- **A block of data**
◆ ◆ ◆ ◆
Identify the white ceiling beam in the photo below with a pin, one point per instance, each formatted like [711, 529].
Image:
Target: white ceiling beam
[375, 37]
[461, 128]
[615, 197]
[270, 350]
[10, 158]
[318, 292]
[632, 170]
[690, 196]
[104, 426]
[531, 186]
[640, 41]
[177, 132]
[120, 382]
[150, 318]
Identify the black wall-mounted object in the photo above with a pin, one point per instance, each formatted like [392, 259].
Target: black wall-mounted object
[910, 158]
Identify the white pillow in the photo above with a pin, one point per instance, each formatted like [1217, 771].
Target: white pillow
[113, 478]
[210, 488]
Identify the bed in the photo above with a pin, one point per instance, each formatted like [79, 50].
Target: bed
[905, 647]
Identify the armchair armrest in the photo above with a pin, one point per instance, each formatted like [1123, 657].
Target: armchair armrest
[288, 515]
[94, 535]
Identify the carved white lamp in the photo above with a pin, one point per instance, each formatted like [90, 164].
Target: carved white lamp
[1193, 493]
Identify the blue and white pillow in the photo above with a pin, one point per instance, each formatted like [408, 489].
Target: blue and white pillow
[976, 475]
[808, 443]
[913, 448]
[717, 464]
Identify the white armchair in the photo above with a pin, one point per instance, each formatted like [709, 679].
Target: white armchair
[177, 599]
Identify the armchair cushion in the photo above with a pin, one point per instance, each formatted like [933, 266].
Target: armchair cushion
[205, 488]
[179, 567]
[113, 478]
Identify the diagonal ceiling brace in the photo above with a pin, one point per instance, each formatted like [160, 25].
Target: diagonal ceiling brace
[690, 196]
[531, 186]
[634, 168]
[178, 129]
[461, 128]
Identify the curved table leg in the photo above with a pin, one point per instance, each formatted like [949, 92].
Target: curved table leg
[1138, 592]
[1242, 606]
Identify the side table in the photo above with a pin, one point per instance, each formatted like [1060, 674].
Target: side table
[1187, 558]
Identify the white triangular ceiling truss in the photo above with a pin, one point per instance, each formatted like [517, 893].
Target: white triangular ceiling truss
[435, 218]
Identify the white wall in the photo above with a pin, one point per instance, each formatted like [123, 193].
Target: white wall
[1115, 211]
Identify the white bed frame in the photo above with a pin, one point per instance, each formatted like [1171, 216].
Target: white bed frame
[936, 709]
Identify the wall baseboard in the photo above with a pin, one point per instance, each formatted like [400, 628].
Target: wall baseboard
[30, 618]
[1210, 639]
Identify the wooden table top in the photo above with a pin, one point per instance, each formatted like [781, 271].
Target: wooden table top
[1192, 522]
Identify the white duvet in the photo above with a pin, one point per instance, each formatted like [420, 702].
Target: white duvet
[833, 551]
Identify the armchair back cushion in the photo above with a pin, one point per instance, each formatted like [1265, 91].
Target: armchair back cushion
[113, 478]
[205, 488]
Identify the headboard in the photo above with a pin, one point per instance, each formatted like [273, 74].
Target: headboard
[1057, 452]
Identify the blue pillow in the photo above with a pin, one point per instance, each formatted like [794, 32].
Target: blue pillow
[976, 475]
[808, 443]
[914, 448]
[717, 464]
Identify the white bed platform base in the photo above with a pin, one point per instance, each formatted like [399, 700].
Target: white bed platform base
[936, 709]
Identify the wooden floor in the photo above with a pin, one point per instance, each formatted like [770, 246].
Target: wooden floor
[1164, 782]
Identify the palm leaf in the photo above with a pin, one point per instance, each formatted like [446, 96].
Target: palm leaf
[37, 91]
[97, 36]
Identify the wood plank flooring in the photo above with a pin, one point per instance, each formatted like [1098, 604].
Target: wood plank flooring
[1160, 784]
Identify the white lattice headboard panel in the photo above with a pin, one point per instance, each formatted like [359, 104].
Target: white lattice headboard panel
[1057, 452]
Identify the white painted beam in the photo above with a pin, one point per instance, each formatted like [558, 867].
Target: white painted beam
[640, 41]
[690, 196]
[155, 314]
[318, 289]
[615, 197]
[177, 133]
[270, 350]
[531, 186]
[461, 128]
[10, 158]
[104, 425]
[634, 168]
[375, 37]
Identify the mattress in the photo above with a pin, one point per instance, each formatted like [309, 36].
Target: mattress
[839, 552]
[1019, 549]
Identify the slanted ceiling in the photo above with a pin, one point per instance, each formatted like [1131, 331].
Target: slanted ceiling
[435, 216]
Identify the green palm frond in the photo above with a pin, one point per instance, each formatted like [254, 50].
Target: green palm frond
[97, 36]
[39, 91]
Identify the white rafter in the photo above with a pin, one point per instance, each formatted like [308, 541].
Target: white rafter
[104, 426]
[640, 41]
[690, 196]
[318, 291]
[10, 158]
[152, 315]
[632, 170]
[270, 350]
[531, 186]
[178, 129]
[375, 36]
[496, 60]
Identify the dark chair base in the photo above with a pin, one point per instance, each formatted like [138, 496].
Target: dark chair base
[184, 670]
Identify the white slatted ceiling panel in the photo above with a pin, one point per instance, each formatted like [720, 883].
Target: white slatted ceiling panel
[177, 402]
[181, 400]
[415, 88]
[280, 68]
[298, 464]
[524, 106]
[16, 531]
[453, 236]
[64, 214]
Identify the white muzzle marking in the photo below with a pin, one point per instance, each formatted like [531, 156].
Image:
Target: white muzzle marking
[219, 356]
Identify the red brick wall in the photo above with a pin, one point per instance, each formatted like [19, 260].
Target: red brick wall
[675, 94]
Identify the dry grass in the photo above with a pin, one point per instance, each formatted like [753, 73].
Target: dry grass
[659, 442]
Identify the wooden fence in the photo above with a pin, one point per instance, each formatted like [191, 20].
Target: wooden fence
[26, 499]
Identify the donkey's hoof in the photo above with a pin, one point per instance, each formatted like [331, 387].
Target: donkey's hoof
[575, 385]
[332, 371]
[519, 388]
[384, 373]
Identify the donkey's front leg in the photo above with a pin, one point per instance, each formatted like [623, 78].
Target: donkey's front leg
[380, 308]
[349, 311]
◆ ◆ ◆ ◆
- **Exercise directions**
Reproduce every row of the block above line for line, without changing anything.

- **Response below**
Identify the white ceiling beam in the photo below with a pin, one point per instance, each formatted like [711, 529].
Image:
Target: white ceiling beam
[375, 37]
[461, 128]
[615, 197]
[270, 350]
[10, 158]
[318, 292]
[632, 170]
[690, 196]
[104, 426]
[531, 186]
[640, 41]
[177, 132]
[120, 382]
[150, 318]
Identify the black wall-mounted object in the photo above with a pin, one point per instance, each formatted like [392, 259].
Target: black wall-mounted object
[910, 158]
Identify the white pillow in the photo above with a pin, one point per instance, each formatted like [1217, 771].
Target: white pillow
[113, 478]
[210, 488]
Identify the bed in the photo above with a pin, one point per instance, each formatted like [79, 50].
Target: bed
[905, 647]
Identify the armchair armrest in the photo above with a pin, one point per instance, each formatted like [1123, 657].
Target: armchair armrest
[288, 515]
[94, 535]
Identify the carved white lamp in the photo above with a pin, one point per instance, each formatted like [90, 164].
Target: carved white lamp
[1193, 493]
Identify the blue and white pillow in the photo above with a pin, one point per instance, each formatted like [408, 489].
Target: blue and white pillow
[976, 475]
[808, 443]
[913, 448]
[717, 464]
Identify the white armchair in the photo above with a pin, one point per instance, each formatted like [709, 679].
Target: white armchair
[177, 599]
Identify the armchair cushion in the photo above with a pin, one point per instance, each formatted like [933, 266].
Target: armchair cushion
[205, 488]
[179, 567]
[113, 478]
Identify the diagonal ceiling brace in the photo above with a pin, one point per instance, each formatted like [160, 25].
Target: diagonal ceiling brace
[690, 196]
[531, 186]
[634, 168]
[178, 129]
[461, 128]
Identify the curved table leg in the photo above with a pin, one point per instance, each formatted like [949, 92].
Target: curved table leg
[1138, 592]
[1242, 606]
Identify the side table in the photo above with a pin, one point per instance, each formatted like [1060, 674].
Target: side table
[1187, 558]
Identify the white triangular ceiling truss in the photo above with a pin, one point per instance, each formatted like [517, 893].
Target: white triangular ceiling truss
[435, 218]
Identify the white wall in the photo above with a pin, one point per instance, each formatted like [123, 193].
Target: white wall
[1115, 211]
Identify the white bed frame in the photo above with a pin, one point per instance, each formatted like [1171, 216].
Target: white bed frame
[936, 709]
Identify the wall baseboard in the photo above with a pin, one point per instance, each formatted like [400, 628].
Target: wall baseboard
[30, 618]
[1210, 639]
Identify the wooden table top in the photo above with a pin, one point per instance, each formatted like [781, 271].
Target: wooden table top
[1192, 522]
Identify the white duvet in the photo above with a pin, one point per instance, each formatted like [420, 702].
Target: white duvet
[833, 551]
Identify the armchair back cushion in the photo above with a pin, one point per instance, each formatted like [1265, 91].
Target: armchair back cushion
[113, 478]
[205, 488]
Identify the headboard in the photo above with a pin, one point per instance, each formatted like [273, 74].
Target: headboard
[1057, 452]
Identify the blue pillow in the photo above with a pin, one point per instance, each formatted like [794, 32].
Target: blue pillow
[976, 475]
[808, 443]
[914, 448]
[717, 464]
Identify the white bed platform base in the photo above with a pin, one point per instance, each formatted like [399, 700].
Target: white bed platform base
[936, 709]
Identify the wooden floor in the photo above with a pin, one point per instance, each formatted like [770, 246].
Target: wooden floor
[1164, 782]
Identify the palm leaf in the photo above with a pin, one point per instance, each formatted like [446, 96].
Target: palm leaf
[37, 91]
[97, 36]
Identify the wood plank flooring in the photo above with a pin, one point per instance, each formatted like [1098, 604].
Target: wood plank flooring
[1160, 784]
Identify the white lattice headboard panel in the photo above with a pin, one point per instance, each formatted like [359, 104].
Target: white lattice headboard panel
[1057, 452]
Identify the white painted beam in the photo above with a pin, one point per instance, each formatted like [558, 867].
Target: white painted beam
[640, 41]
[690, 196]
[155, 314]
[318, 289]
[615, 197]
[177, 133]
[270, 350]
[531, 186]
[461, 128]
[10, 158]
[104, 425]
[634, 168]
[375, 37]
Identify the mattress in the photo above with a pin, one point per instance, each formatted like [309, 36].
Target: mattress
[839, 552]
[1019, 549]
Identify the slanted ceiling in the photo above with a pin, one point per instance, each formatted like [1131, 331].
Target: slanted ceiling
[435, 216]
Identify the green palm frond in the photo above with a pin, one point per instance, each formatted like [254, 50].
Target: green palm frond
[97, 36]
[39, 91]
Identify the white rafter in the photo above with a pin, one point per instance, each formatted like [308, 541].
Target: white rafter
[104, 426]
[640, 41]
[690, 196]
[318, 291]
[10, 158]
[152, 315]
[632, 170]
[270, 350]
[531, 186]
[178, 129]
[375, 36]
[496, 60]
Identify the dark chair base in the photo above with a pin, one point per instance, each formatted like [138, 496].
Target: dark chair base
[184, 670]
Identify the white slatted ceiling panel in the photo above with a pin, one point per instance, each formatted like [720, 883].
Target: white slatted ceiling panel
[177, 402]
[181, 400]
[415, 88]
[280, 68]
[298, 464]
[524, 106]
[16, 531]
[453, 236]
[64, 214]
Identify the white muzzle marking in the photo below with a pin, one point per instance, each formatted like [531, 156].
Image:
Target: white muzzle marking
[219, 356]
Identify the red brick wall in the photo above with a pin, one point per instance, each formatted like [19, 260].
Target: red brick wall
[675, 94]
Identify the dry grass in the photo above with a pin, one point per instance, each formatted like [753, 73].
Target: dry grass
[659, 442]
Identify the wooden fence in the photo above with a pin, one point per instance, each formatted like [191, 20].
Target: wooden fence
[26, 499]
Identify the donkey's hoof in the photo above with a pin, one point per instance, each formatted like [331, 387].
Target: donkey's hoof
[575, 385]
[332, 371]
[519, 388]
[384, 373]
Identify the donkey's front leg in the photo above with a pin, one point per instance, each formatted like [623, 78].
Target: donkey's front leg
[380, 308]
[349, 311]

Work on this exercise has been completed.